● **Provided passage**
HD Radio sales are also challenged by an inability to demo the technology because of in-door reception problems and RF interference caused by scores of flat-screen TVs and other electronics products. In hundreds of stores, however, iBiquity has placed "retail demonstration modules" (RDMs) that connect to up to 10 HD Radios at a time to walk consumers through a simulated demo delivered through the radio's own speakers.
Against these headwinds, vendors see some reasons for home and aftermarket autosound sales to accelerate: falling chipset prices, more autosound head units with built-in HD Radio, growing awareness as more automakers offer HD Radio, and, ironically, the recession. Said Ross Rubin, analyst, The NPD Group, "As consumers look at their overall expenditures in a tight economy, there may be an opportunity to woo satellite radio users that may be looking to cancel their subscriptions."
Citing the other reasons, Alpine marketing VP Steve Witt expects some "significant growth in 2009" and claims a new chipset due for 2010 products will further reduce the cost. "We're about to enter the third phase [third-generation chipset] of HD Radio and if you look historically [at other technologies], that's when you typically have significant costs coming down."
Lower costs will also help on the home side, said a tabletop radio vendor. "We think the vote is still out on HD Radio, at least as long as it is a feature at a retail premium of at least $30." That premium is down from up to $40 on the previous-generation product, the marketer noted.

● **Material provided**
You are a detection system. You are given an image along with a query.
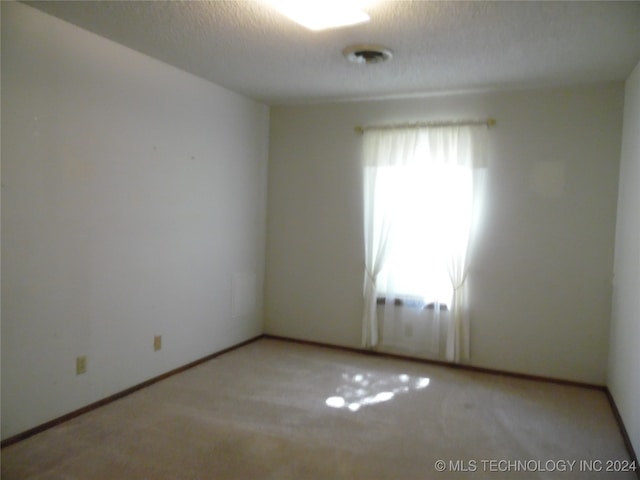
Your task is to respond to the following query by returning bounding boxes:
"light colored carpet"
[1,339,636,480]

...

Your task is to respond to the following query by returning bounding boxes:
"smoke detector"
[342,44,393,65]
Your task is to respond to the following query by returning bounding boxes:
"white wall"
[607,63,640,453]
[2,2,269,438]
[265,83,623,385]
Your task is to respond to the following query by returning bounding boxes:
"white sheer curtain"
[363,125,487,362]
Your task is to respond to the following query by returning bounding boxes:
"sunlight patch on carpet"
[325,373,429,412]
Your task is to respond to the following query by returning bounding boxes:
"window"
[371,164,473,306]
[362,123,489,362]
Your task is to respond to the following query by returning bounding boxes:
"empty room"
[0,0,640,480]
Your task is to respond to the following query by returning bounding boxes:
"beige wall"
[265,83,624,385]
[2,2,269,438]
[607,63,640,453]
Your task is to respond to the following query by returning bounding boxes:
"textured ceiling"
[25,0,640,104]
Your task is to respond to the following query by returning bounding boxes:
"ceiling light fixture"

...

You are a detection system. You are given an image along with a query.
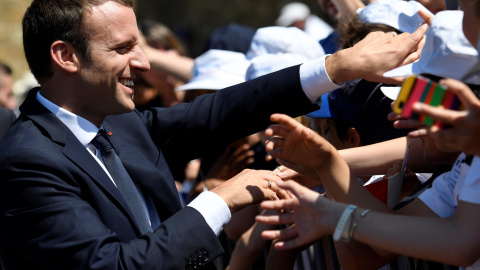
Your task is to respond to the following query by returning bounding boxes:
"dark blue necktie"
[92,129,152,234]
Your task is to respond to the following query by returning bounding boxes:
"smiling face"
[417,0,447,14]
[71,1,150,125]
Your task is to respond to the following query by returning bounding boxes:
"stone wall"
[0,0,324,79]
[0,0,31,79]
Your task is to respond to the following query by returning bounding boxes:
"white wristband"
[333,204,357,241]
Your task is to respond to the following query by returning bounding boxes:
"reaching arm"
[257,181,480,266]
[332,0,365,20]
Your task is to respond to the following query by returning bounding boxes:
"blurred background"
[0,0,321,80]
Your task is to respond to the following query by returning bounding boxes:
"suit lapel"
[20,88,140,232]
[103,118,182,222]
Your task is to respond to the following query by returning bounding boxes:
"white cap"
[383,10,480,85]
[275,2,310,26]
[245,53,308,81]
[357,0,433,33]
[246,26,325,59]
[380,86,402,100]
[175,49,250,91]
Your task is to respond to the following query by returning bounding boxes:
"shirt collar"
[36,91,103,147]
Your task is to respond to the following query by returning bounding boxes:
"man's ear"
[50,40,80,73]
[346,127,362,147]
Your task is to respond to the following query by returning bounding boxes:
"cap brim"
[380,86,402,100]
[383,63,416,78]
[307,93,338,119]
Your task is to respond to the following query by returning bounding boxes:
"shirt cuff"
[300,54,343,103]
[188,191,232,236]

● **Task objective**
Please write out the part of the HD Radio passage between "Citing the other" and "the marketer noted.", inclusive. You won't need the records for this.

● **Written response**
Citing the other reasons, Alpine marketing VP Steve Witt expects some "significant growth in 2009" and claims a new chipset due for 2010 products will further reduce the cost. "We're about to enter the third phase [third-generation chipset] of HD Radio and if you look historically [at other technologies], that's when you typically have significant costs coming down."
Lower costs will also help on the home side, said a tabletop radio vendor. "We think the vote is still out on HD Radio, at least as long as it is a feature at a retail premium of at least $30." That premium is down from up to $40 on the previous-generation product, the marketer noted.